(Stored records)
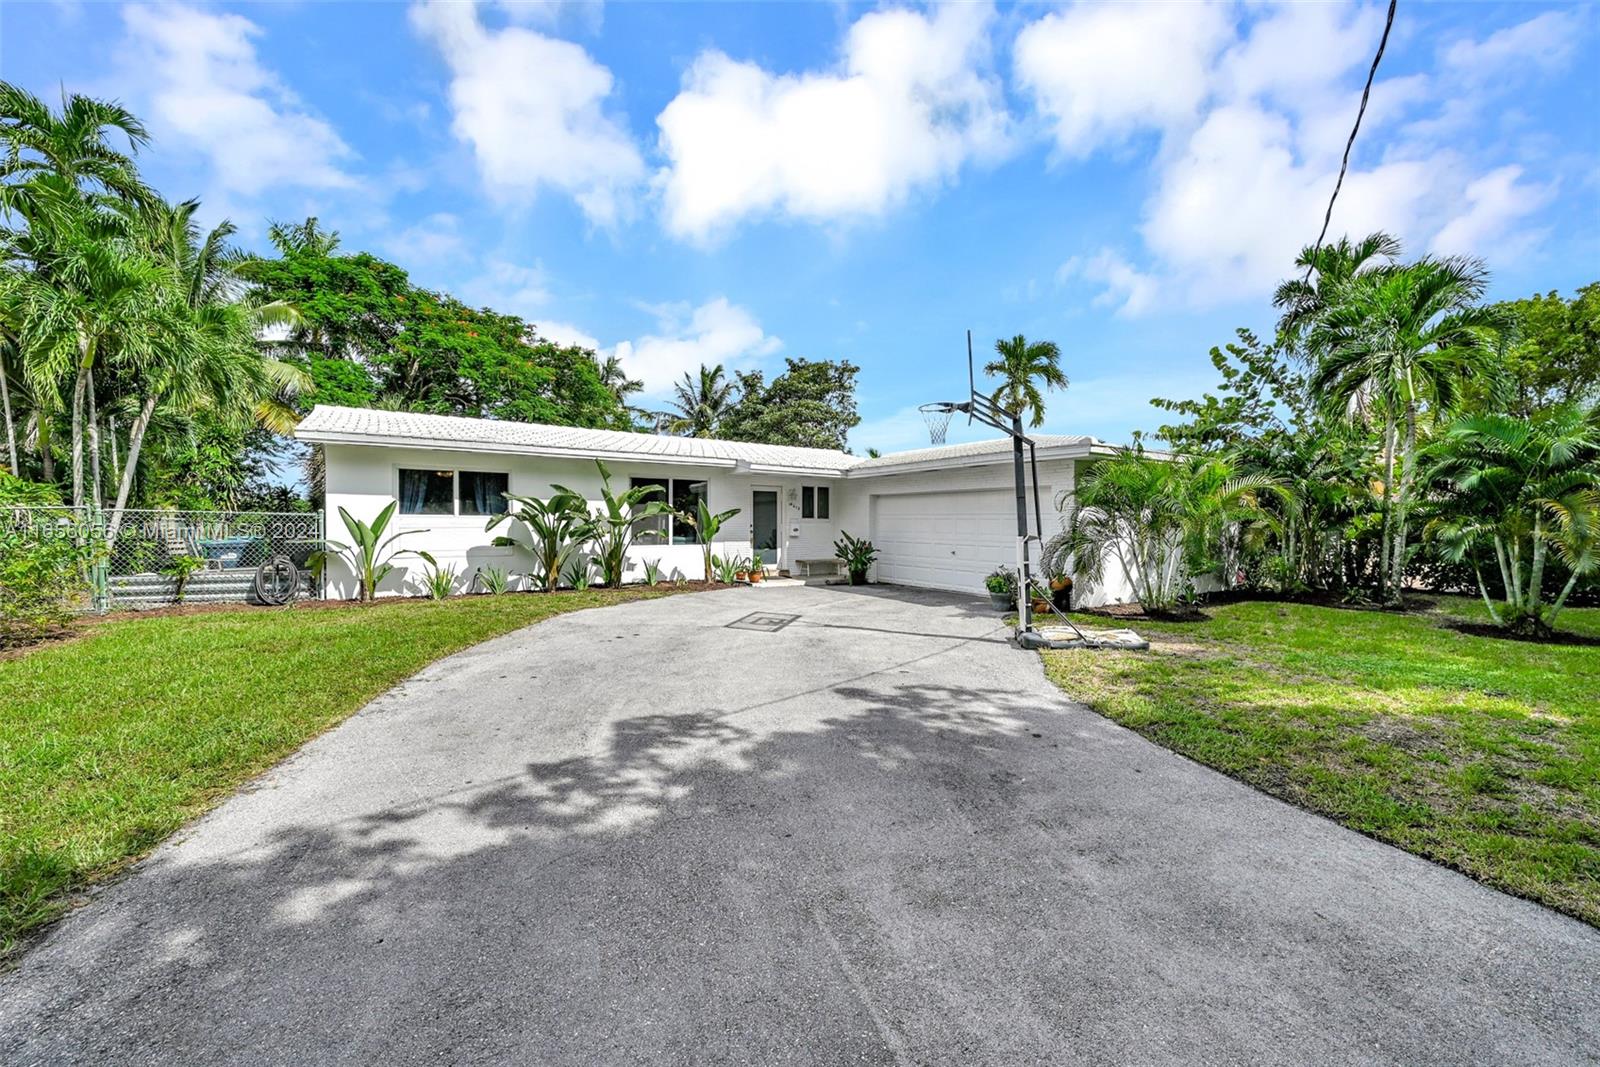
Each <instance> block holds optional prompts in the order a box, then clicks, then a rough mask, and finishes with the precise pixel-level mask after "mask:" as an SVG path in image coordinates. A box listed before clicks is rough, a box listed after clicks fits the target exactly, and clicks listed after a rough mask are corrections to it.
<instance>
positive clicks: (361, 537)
mask: <svg viewBox="0 0 1600 1067" xmlns="http://www.w3.org/2000/svg"><path fill="white" fill-rule="evenodd" d="M397 507H398V502H397V501H390V504H389V507H386V509H384V510H381V512H378V518H374V520H373V523H371V525H366V523H363V522H362V520H360V518H357V517H355V515H350V512H347V510H344V509H342V507H341V509H339V518H342V520H344V528H346V530H347V531H350V541H354V542H355V544H341V542H338V541H330V542H328V547H330V549H334V550H336V552H338V555H339V558H342V560H344V561H346V565H349V568H350V571H354V573H355V577H357V579H358V581H360V584H362V603H371V601H373V597H376V595H378V585H379V582H382V581H384V579H386V577H387V576H389V573H390V571H394V569H395V565H394V561H395V558H398V557H402V555H411V552H410V550H408V549H400V550H397V552H392V553H390V555H387V557H386V555H384V549H387V547H389V545H390V544H394V542H395V541H398V539H400V537H408V536H411V534H418V533H427V531H426V530H402V531H400V533H397V534H392V536H389V537H384V530H387V528H389V520H390V518H394V515H395V509H397ZM309 561H310V568H312V574H317V576H322V571H323V568H326V566H328V552H326V550H322V552H314V553H312V555H310V560H309Z"/></svg>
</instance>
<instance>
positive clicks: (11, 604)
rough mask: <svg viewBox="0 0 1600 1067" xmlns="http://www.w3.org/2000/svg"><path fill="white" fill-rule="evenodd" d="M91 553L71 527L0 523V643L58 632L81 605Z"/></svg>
mask: <svg viewBox="0 0 1600 1067" xmlns="http://www.w3.org/2000/svg"><path fill="white" fill-rule="evenodd" d="M91 555H93V553H91V552H90V550H88V549H86V547H85V544H83V541H82V539H80V537H78V536H77V531H75V530H69V528H56V530H53V531H48V533H46V534H43V536H40V534H37V533H34V531H32V530H27V531H24V530H10V528H5V526H0V648H14V646H19V645H32V643H34V641H40V640H43V638H46V637H50V635H53V633H58V632H59V630H62V629H64V627H66V625H67V622H69V621H70V619H72V616H74V614H77V613H78V611H82V609H83V606H85V598H86V597H88V592H90V584H88V565H90V561H91Z"/></svg>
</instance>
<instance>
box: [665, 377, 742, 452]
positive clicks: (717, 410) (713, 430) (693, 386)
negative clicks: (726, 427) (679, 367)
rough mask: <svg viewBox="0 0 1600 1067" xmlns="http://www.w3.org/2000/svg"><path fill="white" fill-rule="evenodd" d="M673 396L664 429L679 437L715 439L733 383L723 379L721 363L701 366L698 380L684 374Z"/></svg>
mask: <svg viewBox="0 0 1600 1067" xmlns="http://www.w3.org/2000/svg"><path fill="white" fill-rule="evenodd" d="M674 392H675V394H677V395H675V398H674V400H672V402H670V403H672V408H674V410H672V411H670V418H669V421H667V429H669V430H670V432H672V434H680V435H683V437H717V430H718V429H720V427H722V419H723V416H725V414H728V408H731V406H733V382H730V381H728V379H726V378H723V371H722V363H718V365H717V366H706V365H704V363H701V370H699V376H690V373H688V371H685V373H683V381H682V382H678V384H677V386H674Z"/></svg>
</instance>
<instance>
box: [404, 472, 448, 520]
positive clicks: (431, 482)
mask: <svg viewBox="0 0 1600 1067" xmlns="http://www.w3.org/2000/svg"><path fill="white" fill-rule="evenodd" d="M400 514H402V515H454V514H456V472H454V470H402V472H400Z"/></svg>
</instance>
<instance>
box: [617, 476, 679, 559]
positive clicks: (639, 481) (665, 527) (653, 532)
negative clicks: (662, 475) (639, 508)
mask: <svg viewBox="0 0 1600 1067" xmlns="http://www.w3.org/2000/svg"><path fill="white" fill-rule="evenodd" d="M669 482H670V478H629V480H627V488H629V490H653V491H651V493H650V494H648V496H646V498H645V499H642V501H640V506H643V504H650V502H653V501H662V502H664V501H667V499H670V498H667V483H669ZM634 536H635V537H638V539H640V544H667V517H666V515H651V517H650V518H640V520H635V522H634Z"/></svg>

* EXERCISE GOAL:
Give every record again exactly, apart from the pictures, which stay out.

* EXERCISE OUTPUT:
Each <instance> block holds optional prompts in the order a box, then clicks, then a rough mask, and finishes with the precise pixel-level mask after "mask:" as an SVG path in image coordinates. A box listed before clicks is rough, a box listed after clicks fits the target exactly, and clicks listed after a rough mask are corrections to it.
<instance>
positive clicks: (361, 537)
mask: <svg viewBox="0 0 1600 1067" xmlns="http://www.w3.org/2000/svg"><path fill="white" fill-rule="evenodd" d="M397 507H398V502H397V501H390V504H389V507H386V509H384V510H381V512H378V518H374V520H373V523H371V525H366V523H363V522H362V520H360V518H357V517H355V515H350V512H347V510H344V509H342V507H341V509H339V518H342V520H344V528H346V530H347V531H350V541H354V542H355V544H341V542H338V541H330V542H328V547H330V549H334V550H336V552H338V555H339V558H342V560H344V561H346V565H349V568H350V571H354V573H355V577H357V579H358V581H360V584H362V603H371V601H373V597H376V595H378V585H379V582H382V581H384V579H386V577H387V576H389V573H390V571H394V569H395V565H394V561H395V558H398V557H402V555H411V552H410V550H408V549H400V550H397V552H392V553H390V555H387V557H386V555H384V549H387V547H389V545H390V544H394V542H395V541H398V539H400V537H408V536H411V534H418V533H427V531H426V530H402V531H400V533H397V534H392V536H389V537H384V530H387V528H389V520H390V518H394V515H395V509H397ZM309 561H310V568H312V574H317V576H322V571H323V568H326V566H328V552H326V550H322V552H314V553H312V555H310V560H309Z"/></svg>
</instance>
<instance>
positive clicks: (11, 604)
rough mask: <svg viewBox="0 0 1600 1067" xmlns="http://www.w3.org/2000/svg"><path fill="white" fill-rule="evenodd" d="M91 553L71 527L0 523V643L58 632L81 605Z"/></svg>
mask: <svg viewBox="0 0 1600 1067" xmlns="http://www.w3.org/2000/svg"><path fill="white" fill-rule="evenodd" d="M91 555H93V553H91V552H90V550H88V549H86V547H85V544H83V541H82V539H80V537H78V536H77V531H75V530H69V528H56V530H53V531H48V533H46V534H43V536H40V534H37V533H34V531H32V530H27V531H24V530H10V528H5V526H0V648H14V646H19V645H32V643H34V641H40V640H43V638H46V637H50V635H53V633H58V632H59V630H62V629H64V627H66V625H67V622H69V621H70V619H72V616H74V614H77V613H78V611H82V609H83V606H85V598H86V597H88V592H90V584H88V565H90V561H91Z"/></svg>
</instance>
<instance>
box: [665, 377, 742, 452]
positive clicks: (717, 410) (713, 430) (693, 386)
negative clicks: (726, 427) (679, 367)
rough mask: <svg viewBox="0 0 1600 1067" xmlns="http://www.w3.org/2000/svg"><path fill="white" fill-rule="evenodd" d="M673 396L664 429L679 437L715 439L733 383L723 379L721 363L701 366L698 380L684 374Z"/></svg>
mask: <svg viewBox="0 0 1600 1067" xmlns="http://www.w3.org/2000/svg"><path fill="white" fill-rule="evenodd" d="M674 392H675V394H677V395H675V398H674V400H672V402H670V403H672V408H674V410H672V411H670V418H669V421H667V429H669V430H670V432H672V434H680V435H683V437H717V430H718V429H720V427H722V419H723V416H725V414H728V408H731V406H733V382H730V381H728V379H726V378H723V371H722V363H718V365H717V366H706V365H704V363H701V370H699V376H690V373H688V371H685V373H683V381H682V382H678V384H677V386H674Z"/></svg>
</instance>
<instance>
box: [404, 472, 448, 520]
positive clicks: (431, 482)
mask: <svg viewBox="0 0 1600 1067" xmlns="http://www.w3.org/2000/svg"><path fill="white" fill-rule="evenodd" d="M400 514H402V515H454V514H456V472H454V470H402V472H400Z"/></svg>
</instance>
<instance>
box: [617, 476, 679, 559]
positive clicks: (639, 481) (665, 527) (653, 532)
negative clicks: (662, 475) (639, 508)
mask: <svg viewBox="0 0 1600 1067" xmlns="http://www.w3.org/2000/svg"><path fill="white" fill-rule="evenodd" d="M669 482H670V478H629V480H627V488H629V490H653V491H651V493H650V494H648V496H646V498H645V499H642V501H640V506H643V504H650V502H653V501H662V502H664V501H667V499H670V498H667V483H669ZM634 536H635V537H638V539H640V544H667V517H666V515H651V517H650V518H640V520H635V522H634Z"/></svg>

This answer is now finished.